Time and again, she’s been saved without asking: first as an infant who was given up by her infected mother; then by Marlene after Ellie’s been bitten in the mall; and then, infamously, at that medical clinic by Joel. “She lives in a broken world that you could have saved,” Marlene tells Joel that fateful day in Salt Lake.
But by then, Joel has become more interested in trying to rebuild his own little world, and he’d rather just save Ellie—even if it’s less for her sake than his own. “You can’t see the scope of the whole world,” Gabriel Luna, who plays Tommy, explained to IGN about Joel’s choice to interrupt Ellie’s operation. “You can only see your world, and Ellie is his world.”
As “Through the Valley” ends, it’s clear that everyone’s world has been rocked off its axis. Joel is dead, his gravitational force scattered. Jackson is in ruins, ravaged by an invasion of infected unlike anything the town has seen in a while. Ellie is hell-bent on getting even. Abby appears unfulfilled, even unmoored, after having finally carried out her goal. Abby’s comrades look horrified by what they’ve now borne witness to. In the background, the actress Ashley Johnson, who voices Ellie in the video game and played Ellie’s mother, Anna, in Season 1 of the series, covers a Shawn James song also called “Through the Valley: “I can't walk on the path of the right because I'm wrong.”
In the end, Joel and Ellie’s path comes tragically full circle. When they first met, Joel considered Ellie to be nothing more than some cargo he had to get from one place to another—and told her so. When we last see them traveling together at the end of “Through the Valley,” though, it’s Joel who’s become cargo, his shrouded dead body being dragged through the snow by a horse.

** GIVEN RECORDS **
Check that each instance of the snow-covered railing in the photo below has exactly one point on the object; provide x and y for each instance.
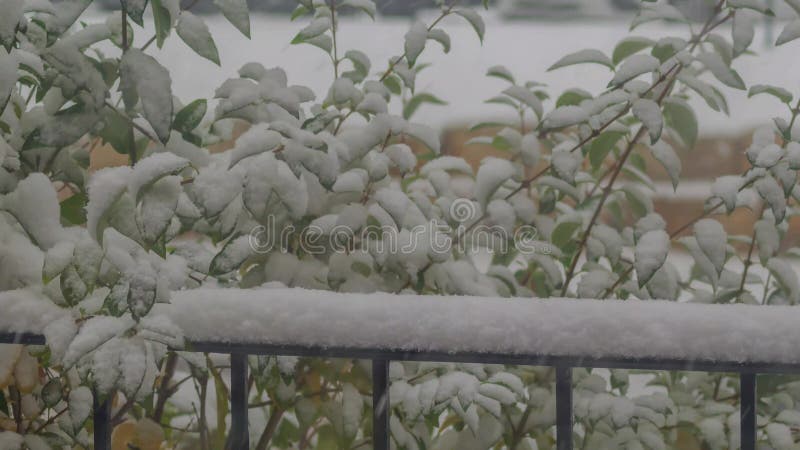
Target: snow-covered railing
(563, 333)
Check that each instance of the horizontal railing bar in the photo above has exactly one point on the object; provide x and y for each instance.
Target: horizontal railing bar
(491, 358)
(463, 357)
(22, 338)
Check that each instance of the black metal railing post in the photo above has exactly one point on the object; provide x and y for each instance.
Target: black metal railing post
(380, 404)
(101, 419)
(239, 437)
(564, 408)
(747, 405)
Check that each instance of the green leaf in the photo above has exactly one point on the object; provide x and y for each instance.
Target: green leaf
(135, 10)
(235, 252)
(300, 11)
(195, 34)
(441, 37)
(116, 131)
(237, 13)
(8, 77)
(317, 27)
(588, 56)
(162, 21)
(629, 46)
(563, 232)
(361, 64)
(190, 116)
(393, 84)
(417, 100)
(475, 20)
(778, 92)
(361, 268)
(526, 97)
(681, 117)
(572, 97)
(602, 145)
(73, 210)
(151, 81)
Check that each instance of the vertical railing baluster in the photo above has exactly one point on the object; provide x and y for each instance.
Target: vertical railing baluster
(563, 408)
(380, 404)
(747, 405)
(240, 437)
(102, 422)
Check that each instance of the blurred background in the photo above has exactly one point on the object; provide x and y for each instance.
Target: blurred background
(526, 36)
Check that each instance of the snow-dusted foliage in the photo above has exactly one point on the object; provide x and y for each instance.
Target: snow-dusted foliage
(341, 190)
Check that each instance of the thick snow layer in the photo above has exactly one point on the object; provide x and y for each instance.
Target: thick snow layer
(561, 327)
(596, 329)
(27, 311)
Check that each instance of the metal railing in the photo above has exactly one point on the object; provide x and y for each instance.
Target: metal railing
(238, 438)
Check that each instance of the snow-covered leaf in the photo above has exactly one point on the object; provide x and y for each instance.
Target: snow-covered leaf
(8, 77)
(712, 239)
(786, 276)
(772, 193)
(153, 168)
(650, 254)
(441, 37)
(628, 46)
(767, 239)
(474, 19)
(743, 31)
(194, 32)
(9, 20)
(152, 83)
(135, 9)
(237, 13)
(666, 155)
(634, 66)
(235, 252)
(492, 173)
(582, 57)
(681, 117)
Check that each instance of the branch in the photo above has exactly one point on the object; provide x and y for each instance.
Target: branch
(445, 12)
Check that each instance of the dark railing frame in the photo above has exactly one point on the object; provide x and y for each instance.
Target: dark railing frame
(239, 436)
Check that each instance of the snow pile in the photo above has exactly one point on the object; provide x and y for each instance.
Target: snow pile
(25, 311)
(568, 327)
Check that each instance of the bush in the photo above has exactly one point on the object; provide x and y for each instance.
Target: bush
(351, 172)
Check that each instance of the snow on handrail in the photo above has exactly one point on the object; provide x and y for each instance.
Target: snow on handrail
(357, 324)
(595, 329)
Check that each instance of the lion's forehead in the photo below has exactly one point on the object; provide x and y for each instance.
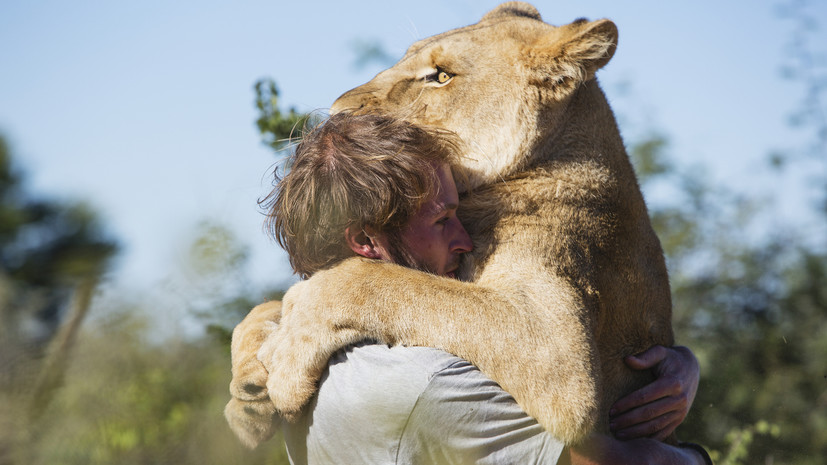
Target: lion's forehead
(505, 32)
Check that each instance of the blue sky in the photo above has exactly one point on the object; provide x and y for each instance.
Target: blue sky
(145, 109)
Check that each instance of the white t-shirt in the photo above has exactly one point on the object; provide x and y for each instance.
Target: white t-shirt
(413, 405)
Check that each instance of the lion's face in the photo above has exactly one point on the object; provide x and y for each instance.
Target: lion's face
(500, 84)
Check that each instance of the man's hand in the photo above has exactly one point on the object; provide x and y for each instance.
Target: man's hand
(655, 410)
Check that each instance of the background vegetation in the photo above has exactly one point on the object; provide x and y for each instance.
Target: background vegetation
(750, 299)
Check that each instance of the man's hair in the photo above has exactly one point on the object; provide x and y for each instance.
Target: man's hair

** WHAT IS REQUIRED **
From the article on Joel and Ellie, pull out the passage starting with "In the end, Joel" and going on through "by a horse.", copied word for word.

** TASK RESULT **
In the end, Joel and Ellie’s path comes tragically full circle. When they first met, Joel considered Ellie to be nothing more than some cargo he had to get from one place to another—and told her so. When we last see them traveling together at the end of “Through the Valley,” though, it’s Joel who’s become cargo, his shrouded dead body being dragged through the snow by a horse.